[Records of labeled points]

— Begin —

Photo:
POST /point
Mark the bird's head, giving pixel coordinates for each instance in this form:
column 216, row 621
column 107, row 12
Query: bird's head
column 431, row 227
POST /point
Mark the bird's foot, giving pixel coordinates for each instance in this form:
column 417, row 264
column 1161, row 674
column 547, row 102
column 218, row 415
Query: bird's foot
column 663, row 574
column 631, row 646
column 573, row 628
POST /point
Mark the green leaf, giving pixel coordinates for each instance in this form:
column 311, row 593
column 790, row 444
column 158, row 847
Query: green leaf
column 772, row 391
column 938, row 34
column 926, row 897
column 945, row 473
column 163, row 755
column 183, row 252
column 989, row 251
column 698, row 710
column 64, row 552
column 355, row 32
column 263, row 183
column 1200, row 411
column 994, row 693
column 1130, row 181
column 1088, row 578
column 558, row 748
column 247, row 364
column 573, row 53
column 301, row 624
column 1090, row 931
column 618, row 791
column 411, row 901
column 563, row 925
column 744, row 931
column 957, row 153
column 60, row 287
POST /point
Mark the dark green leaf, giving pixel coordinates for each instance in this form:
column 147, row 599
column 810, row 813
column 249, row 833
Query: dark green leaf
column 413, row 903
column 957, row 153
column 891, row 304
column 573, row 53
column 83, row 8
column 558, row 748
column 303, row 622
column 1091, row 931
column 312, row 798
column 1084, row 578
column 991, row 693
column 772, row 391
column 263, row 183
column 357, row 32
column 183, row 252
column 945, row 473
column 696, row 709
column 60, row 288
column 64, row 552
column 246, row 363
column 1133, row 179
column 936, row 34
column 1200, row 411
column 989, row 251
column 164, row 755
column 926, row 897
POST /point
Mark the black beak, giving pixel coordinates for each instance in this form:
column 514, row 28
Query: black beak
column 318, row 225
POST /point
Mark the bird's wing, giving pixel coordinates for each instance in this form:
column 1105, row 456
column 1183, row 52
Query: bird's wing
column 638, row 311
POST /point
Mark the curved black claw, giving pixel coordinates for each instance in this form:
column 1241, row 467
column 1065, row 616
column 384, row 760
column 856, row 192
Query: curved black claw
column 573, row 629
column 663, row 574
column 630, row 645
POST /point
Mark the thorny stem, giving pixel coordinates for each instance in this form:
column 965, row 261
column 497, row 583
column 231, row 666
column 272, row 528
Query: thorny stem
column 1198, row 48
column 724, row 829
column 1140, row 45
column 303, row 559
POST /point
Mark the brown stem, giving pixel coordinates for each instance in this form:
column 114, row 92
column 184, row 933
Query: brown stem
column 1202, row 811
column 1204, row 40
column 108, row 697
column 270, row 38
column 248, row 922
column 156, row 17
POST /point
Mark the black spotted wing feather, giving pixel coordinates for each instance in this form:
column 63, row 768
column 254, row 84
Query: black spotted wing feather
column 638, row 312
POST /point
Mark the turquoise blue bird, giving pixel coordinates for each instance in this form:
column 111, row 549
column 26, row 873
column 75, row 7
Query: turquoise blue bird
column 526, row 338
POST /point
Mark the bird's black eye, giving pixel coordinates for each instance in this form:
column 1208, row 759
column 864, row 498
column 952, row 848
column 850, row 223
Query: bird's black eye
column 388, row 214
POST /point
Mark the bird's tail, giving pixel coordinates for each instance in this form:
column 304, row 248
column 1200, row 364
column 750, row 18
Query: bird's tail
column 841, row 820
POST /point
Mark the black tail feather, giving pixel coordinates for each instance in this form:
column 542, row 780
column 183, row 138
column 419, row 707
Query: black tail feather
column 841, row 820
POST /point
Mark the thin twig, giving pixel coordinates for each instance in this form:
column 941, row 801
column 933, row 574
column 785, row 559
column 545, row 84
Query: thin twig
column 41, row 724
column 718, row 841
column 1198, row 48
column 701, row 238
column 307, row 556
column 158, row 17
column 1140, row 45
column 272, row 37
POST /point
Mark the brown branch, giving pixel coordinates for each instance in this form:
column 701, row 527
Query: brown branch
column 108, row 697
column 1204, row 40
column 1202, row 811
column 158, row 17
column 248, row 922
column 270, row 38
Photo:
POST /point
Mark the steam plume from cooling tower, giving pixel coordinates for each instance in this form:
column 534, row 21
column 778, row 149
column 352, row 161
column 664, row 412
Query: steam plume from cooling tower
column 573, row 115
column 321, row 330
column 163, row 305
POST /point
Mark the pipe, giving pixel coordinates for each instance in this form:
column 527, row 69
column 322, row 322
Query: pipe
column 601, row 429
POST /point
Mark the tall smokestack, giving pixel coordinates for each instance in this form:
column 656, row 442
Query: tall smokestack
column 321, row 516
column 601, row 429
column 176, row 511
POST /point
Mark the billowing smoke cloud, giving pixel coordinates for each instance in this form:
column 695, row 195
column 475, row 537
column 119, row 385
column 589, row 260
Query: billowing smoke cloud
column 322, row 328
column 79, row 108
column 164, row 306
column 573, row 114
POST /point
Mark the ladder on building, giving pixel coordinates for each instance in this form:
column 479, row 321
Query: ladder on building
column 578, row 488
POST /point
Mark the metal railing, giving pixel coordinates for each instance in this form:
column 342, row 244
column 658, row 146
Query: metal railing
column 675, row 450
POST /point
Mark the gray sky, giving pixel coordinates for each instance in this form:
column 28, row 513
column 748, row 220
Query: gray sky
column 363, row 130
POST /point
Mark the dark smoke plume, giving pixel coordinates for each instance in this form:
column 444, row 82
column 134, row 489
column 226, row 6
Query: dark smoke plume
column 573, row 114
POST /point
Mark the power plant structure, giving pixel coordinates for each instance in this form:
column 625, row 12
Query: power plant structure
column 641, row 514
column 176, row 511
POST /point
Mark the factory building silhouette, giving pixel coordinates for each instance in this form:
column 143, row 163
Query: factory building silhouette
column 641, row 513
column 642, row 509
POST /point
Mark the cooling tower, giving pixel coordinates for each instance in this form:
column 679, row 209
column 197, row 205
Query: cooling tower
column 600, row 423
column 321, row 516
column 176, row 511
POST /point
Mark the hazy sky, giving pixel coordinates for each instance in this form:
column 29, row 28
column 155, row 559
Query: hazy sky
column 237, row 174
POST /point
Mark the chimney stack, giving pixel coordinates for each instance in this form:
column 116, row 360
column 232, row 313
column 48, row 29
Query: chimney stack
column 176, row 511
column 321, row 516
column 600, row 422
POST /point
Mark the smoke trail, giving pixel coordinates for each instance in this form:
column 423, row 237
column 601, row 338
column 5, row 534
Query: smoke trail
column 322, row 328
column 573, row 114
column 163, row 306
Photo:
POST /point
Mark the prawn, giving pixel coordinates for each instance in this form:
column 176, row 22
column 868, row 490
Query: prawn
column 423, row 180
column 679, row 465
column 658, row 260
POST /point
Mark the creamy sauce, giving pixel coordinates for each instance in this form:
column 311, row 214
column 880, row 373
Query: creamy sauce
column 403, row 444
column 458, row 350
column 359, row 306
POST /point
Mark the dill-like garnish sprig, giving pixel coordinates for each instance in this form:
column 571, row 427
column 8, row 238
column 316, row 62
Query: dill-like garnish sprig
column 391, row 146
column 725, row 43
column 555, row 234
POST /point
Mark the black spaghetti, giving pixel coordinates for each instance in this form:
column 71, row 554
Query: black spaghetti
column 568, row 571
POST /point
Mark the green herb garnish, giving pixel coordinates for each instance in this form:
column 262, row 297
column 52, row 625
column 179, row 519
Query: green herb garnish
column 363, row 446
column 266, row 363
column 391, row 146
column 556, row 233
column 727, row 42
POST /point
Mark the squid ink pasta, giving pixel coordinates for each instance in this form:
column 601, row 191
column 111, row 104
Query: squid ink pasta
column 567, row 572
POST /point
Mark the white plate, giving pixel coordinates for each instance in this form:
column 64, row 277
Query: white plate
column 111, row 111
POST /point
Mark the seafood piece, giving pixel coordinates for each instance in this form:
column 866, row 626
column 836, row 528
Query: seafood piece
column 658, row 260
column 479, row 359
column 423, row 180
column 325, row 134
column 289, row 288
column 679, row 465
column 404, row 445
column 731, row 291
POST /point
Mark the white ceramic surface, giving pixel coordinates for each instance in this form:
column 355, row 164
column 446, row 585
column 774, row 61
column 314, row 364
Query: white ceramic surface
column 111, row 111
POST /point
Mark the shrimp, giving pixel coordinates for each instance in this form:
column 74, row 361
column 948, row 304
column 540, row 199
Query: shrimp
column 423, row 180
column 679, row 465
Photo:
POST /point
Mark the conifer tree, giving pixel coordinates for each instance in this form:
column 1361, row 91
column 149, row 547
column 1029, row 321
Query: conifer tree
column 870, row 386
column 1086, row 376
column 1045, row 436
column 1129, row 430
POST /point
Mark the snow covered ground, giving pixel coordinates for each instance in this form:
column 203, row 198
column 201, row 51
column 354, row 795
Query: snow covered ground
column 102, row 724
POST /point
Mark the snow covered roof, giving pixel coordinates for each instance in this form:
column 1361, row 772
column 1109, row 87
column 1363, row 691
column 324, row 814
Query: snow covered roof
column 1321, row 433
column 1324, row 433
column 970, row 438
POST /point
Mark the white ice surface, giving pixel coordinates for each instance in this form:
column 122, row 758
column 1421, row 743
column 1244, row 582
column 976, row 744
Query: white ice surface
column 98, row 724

— End —

## TASK DESCRIPTION:
Copy the items back word for word, everything from the very beginning down to the line containing "column 60, row 287", with that line included.

## TASK SOLUTION:
Photo:
POST /point
Mark the bird's head, giving pixel coordinates for each instance in this form:
column 216, row 621
column 107, row 12
Query: bird's head
column 431, row 227
POST /point
Mark the bird's foot, giving pixel coordinates for each instance in this form:
column 417, row 264
column 1161, row 674
column 547, row 102
column 218, row 415
Query: bird's foot
column 663, row 574
column 631, row 646
column 573, row 628
POST /point
Mark the green leaf, giving pixel coordinates for each instance in this form:
column 311, row 593
column 790, row 444
column 158, row 847
Query: green leaf
column 772, row 391
column 938, row 34
column 926, row 897
column 945, row 473
column 163, row 755
column 183, row 252
column 989, row 251
column 698, row 710
column 64, row 552
column 355, row 32
column 263, row 183
column 1200, row 411
column 994, row 693
column 1130, row 181
column 1088, row 578
column 558, row 748
column 247, row 364
column 573, row 53
column 301, row 624
column 1090, row 931
column 618, row 791
column 411, row 901
column 563, row 925
column 744, row 931
column 957, row 153
column 60, row 287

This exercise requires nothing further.